▶ **Records supplied**:
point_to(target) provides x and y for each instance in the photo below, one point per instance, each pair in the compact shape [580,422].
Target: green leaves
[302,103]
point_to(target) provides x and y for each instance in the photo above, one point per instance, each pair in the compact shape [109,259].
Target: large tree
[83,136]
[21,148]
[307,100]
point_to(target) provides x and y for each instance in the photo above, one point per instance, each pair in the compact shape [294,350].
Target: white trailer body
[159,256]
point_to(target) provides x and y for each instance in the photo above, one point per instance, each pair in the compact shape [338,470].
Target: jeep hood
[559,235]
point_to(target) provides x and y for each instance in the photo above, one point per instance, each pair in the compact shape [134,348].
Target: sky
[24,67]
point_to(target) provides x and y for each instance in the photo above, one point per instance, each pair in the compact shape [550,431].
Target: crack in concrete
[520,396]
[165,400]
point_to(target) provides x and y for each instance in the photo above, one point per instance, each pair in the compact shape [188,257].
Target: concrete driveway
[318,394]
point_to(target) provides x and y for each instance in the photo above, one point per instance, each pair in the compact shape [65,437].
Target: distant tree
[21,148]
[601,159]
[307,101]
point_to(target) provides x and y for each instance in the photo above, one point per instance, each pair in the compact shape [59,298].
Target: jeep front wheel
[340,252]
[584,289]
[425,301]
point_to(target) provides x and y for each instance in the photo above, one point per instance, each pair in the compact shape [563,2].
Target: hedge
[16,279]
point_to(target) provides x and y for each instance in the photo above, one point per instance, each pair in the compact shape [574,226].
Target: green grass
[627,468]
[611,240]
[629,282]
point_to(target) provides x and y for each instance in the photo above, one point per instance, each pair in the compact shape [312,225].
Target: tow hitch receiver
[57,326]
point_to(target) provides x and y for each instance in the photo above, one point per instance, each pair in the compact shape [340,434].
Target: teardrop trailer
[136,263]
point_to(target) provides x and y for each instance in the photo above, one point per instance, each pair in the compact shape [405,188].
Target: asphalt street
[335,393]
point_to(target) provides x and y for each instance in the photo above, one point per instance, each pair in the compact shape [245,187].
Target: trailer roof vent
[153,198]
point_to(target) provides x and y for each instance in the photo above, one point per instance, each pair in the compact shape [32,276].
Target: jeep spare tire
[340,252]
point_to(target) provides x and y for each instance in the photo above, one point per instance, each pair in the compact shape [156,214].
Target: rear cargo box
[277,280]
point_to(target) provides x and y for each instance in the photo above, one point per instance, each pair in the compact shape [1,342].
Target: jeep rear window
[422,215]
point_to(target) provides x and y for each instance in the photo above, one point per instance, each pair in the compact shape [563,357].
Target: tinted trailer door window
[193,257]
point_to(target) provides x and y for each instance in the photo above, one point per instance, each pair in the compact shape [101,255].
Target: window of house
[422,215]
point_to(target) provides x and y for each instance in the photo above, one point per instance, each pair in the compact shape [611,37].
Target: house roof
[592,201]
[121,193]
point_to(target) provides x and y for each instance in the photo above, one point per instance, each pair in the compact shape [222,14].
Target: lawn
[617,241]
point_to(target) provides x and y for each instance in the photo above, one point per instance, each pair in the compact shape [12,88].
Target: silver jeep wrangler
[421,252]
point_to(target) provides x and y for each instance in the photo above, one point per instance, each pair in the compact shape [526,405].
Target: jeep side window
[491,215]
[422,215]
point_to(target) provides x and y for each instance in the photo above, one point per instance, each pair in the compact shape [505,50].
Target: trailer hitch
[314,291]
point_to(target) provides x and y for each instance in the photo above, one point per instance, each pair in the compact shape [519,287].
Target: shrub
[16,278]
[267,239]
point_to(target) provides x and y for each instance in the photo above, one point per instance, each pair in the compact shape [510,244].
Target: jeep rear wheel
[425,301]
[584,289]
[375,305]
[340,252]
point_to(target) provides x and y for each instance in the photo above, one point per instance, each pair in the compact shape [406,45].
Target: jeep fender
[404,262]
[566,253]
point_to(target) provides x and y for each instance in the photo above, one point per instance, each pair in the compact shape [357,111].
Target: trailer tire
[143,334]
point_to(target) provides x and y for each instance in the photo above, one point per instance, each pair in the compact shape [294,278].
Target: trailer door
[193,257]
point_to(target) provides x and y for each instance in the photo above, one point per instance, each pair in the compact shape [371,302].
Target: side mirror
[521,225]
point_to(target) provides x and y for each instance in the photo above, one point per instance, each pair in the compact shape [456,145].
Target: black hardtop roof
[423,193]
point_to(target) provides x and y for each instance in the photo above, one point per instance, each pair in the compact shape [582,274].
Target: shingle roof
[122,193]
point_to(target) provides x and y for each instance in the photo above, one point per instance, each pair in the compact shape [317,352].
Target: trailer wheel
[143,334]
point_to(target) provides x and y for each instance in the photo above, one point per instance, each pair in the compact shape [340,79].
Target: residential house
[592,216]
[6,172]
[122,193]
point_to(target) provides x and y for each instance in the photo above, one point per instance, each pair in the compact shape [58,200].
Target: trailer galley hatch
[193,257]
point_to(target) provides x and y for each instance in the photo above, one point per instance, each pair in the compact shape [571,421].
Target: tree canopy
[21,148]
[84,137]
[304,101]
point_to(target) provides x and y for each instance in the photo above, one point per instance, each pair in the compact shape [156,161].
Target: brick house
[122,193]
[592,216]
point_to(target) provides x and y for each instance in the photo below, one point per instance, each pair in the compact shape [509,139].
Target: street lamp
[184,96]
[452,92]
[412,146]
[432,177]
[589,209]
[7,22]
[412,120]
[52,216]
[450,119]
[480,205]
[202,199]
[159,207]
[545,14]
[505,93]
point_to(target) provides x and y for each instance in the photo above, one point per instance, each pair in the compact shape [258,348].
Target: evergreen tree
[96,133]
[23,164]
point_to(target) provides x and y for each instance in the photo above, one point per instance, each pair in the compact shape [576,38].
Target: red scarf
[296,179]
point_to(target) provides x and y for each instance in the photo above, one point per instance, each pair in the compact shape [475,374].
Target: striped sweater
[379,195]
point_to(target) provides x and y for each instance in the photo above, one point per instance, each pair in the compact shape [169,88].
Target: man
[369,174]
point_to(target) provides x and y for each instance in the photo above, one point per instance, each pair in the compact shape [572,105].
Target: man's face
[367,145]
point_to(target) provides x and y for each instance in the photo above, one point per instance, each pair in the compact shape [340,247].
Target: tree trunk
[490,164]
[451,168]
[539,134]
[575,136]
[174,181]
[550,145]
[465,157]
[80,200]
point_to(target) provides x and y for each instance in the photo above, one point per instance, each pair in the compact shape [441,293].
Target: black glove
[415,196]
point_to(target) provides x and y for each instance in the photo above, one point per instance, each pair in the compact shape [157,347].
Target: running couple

▶ **About this exercise**: Repeat the material word for word, in full.

▶ **Task solution**:
point_to(target) provides x and y for each instance in the photo below, one point per instance, each pair in the compact shape [580,422].
Target: green leaves
[302,103]
point_to(target) provides x and y for each instance in the photo above, one point per instance, each pair in the compact shape [109,259].
Target: large tree
[83,136]
[21,148]
[307,100]
point_to(target) provides x and y for each instance in the photo above, one point per instance, each pair in the compact shape [294,350].
Target: white trailer body
[159,256]
point_to(target) provides x and y for each instance in the photo above, one point per instance, each pair in the compact shape [338,470].
Target: jeep hood
[559,235]
point_to(target) provides x and y for each instance in the photo above, one point per instance, each pair in the compact shape [134,348].
Target: sky
[24,67]
point_to(target) provides x and y for each instance in the photo above, one point per instance, each pair in the compact shape [550,431].
Target: crack in concrete
[520,396]
[165,400]
point_to(target) provides x and y for each instance in the photo above, one point per instance, each pair in the compact shape [188,257].
Target: concrete driveway
[318,394]
point_to(target) provides x and y for each instance in the photo above, one point per instance, each pair in the compact shape [65,437].
Target: distant tree
[21,148]
[601,159]
[307,101]
point_to(target) provides x and y for each instance in the photo above, one point per instance, each pair in the compact shape [59,298].
Target: jeep front wheel
[340,252]
[584,289]
[425,301]
point_to(target) provides x and y for each instance in the photo above, one point per instance, each pair in the compact shape [563,2].
Target: hedge
[16,279]
point_to(target) provides x and y for each instance in the photo above, one point per instance, each pair in the compact shape [574,226].
Target: green grass
[627,468]
[611,240]
[629,282]
point_to(target) provides x and y for each instance in the photo above, one point per instance, each pair in the compact shape [312,225].
Target: tow hitch receiver
[57,326]
point_to(target) provides x and y for each instance in the photo above, one point per instance, each pair in the compact shape [340,434].
Target: teardrop trailer
[136,263]
point_to(target) provides x and y for each instance in the photo above, one point per instance, each pair in the compact shape [405,188].
Target: asphalt street
[335,393]
point_to(target) provides x and y for each instance in the photo above, one point per instance, each pair in the compact shape [245,187].
Target: trailer roof vent
[153,198]
point_to(target) provides x and y for each instance in the photo above, one point per instance, each pair in the compact shape [32,276].
Target: jeep spare tire
[340,252]
point_to(target) provides x and y for each instance in the photo above, one point per instance, each pair in the compact shape [156,214].
Target: rear cargo box
[277,280]
point_to(target) provides x and y for each instance in the photo above, one point per instance, each pair in the compact shape [1,342].
Target: jeep rear window
[422,215]
point_to(target) provides x and y for each instance in the photo above, one point per instance, each pair in the compact shape [563,357].
Target: tinted trailer door window
[193,257]
point_to(target) provides x and y for each instance in the photo above, one point per instance, each pair in the compact shape [101,255].
Target: window of house
[422,215]
point_to(target) provides x and y for each instance in the photo above, one point per instance, each pair in the compact shape [611,37].
Target: house roof
[592,201]
[121,193]
point_to(target) provides x and y for each instance in the photo above, one point per instance, each pair in the compact shape [222,14].
Target: lawn
[617,241]
point_to(target) provides x and y for each instance in the photo above, one point per instance, each pair in the compact shape [12,88].
Target: silver jeep wrangler
[421,252]
point_to(target) provides x and y for each instance in the photo above, one point per instance, each pair in the compact shape [526,405].
Target: jeep side window
[491,215]
[422,215]
point_to(target) provides x and y for each instance in the photo above, one point per instance, each pair in the compact shape [505,50].
Target: trailer hitch
[314,291]
point_to(target) provides x and y for each instance in the photo above, one point per instance, each pair in the compact shape [519,287].
Target: shrub
[16,278]
[267,239]
point_to(target) provides x and y for each instance in the photo above, one point per instance, each pair in the compact shape [510,244].
Target: jeep rear wheel
[425,301]
[584,289]
[375,305]
[340,252]
point_to(target) provides x and y for each instance in the photo above, one point per instance, each pair in the compact shape [406,45].
Target: jeep fender
[404,262]
[566,253]
point_to(target) provides x and y for each instance in the photo above, one point per instance, each pair in the compact shape [357,111].
Target: trailer tire
[143,334]
point_to(target) provides x and y for each instance in the photo above, one point per instance, each pair in the compact shape [294,278].
Target: trailer door
[193,257]
point_to(target) provides x and y for each instance in the photo above, one point per instance, each pair in the compact shape [371,302].
Target: side mirror
[521,225]
point_to(target) provides x and y for each instance in the photo above, one point per instance, each pair in the compact shape [456,145].
Target: black hardtop roof
[423,193]
point_to(target) provides x and y for each instance in the photo above, one point per instance, each pair in the compact shape [582,274].
Target: shingle roof
[122,193]
point_to(target) provides x and y for each instance in the photo above, one point per instance, each pair in the compact shape [317,352].
Target: trailer wheel
[143,334]
point_to(target) provides x and y for each instance in the photo above, one point per instance, each pair in the compact shape [340,79].
Target: residential house
[592,216]
[6,172]
[122,193]
point_to(target) provides x and y for each instance in the photo above, one point per instance, each pair in the compact shape [58,200].
Target: trailer galley hatch
[193,257]
point_to(target) provides x and y for each instance in the photo above, one point per instance, each pair in the compact shape [571,421].
Target: tree canopy
[21,148]
[84,137]
[304,101]
point_to(target) provides x and y for each instance in the photo above, one point per instance, each pair in the compact shape [156,161].
Target: brick house
[122,193]
[592,216]
point_to(target) provides x and y for each instance in the photo below, one point per instance, each pair in the compact shape [509,139].
Target: street lamp
[184,96]
[452,92]
[412,146]
[432,177]
[589,209]
[7,22]
[412,120]
[52,216]
[450,119]
[480,205]
[202,199]
[159,207]
[545,14]
[505,93]
point_to(target) provides x and y for each instance in the photo above, one point per instance, each pair in the compact shape [258,348].
Target: evergreen tree
[96,133]
[23,164]
point_to(target) provides x and y for each instance in the photo above, one point per instance, each pair in the compact shape [576,38].
Target: red scarf
[296,179]
point_to(target) provides x and y for each instance in the photo above, one point per instance, each pair in the compact shape [475,374].
Target: striped sweater
[379,195]
point_to(target) provides x and y for each instance in the photo above, one point per instance, each pair in the compact shape [169,88].
Target: man
[369,174]
point_to(target) provides x and y for each instance in the photo above, one point per instance, each pair in the compact shape [572,105].
Target: man's face
[367,145]
point_to(target) provides x and y for each instance in the photo above, one point per instance, each pair in the compact shape [340,247].
Target: tree trunk
[490,164]
[451,168]
[539,134]
[575,136]
[174,181]
[550,145]
[465,157]
[80,200]
point_to(target) provides x and y for each instance in the photo above, one point per instance, each pair in the compact shape [441,293].
Target: black glove
[415,196]
point_to(target) provides x and y for each instance in the photo above, one point per instance, each pair in the compact shape [157,347].
Target: running couple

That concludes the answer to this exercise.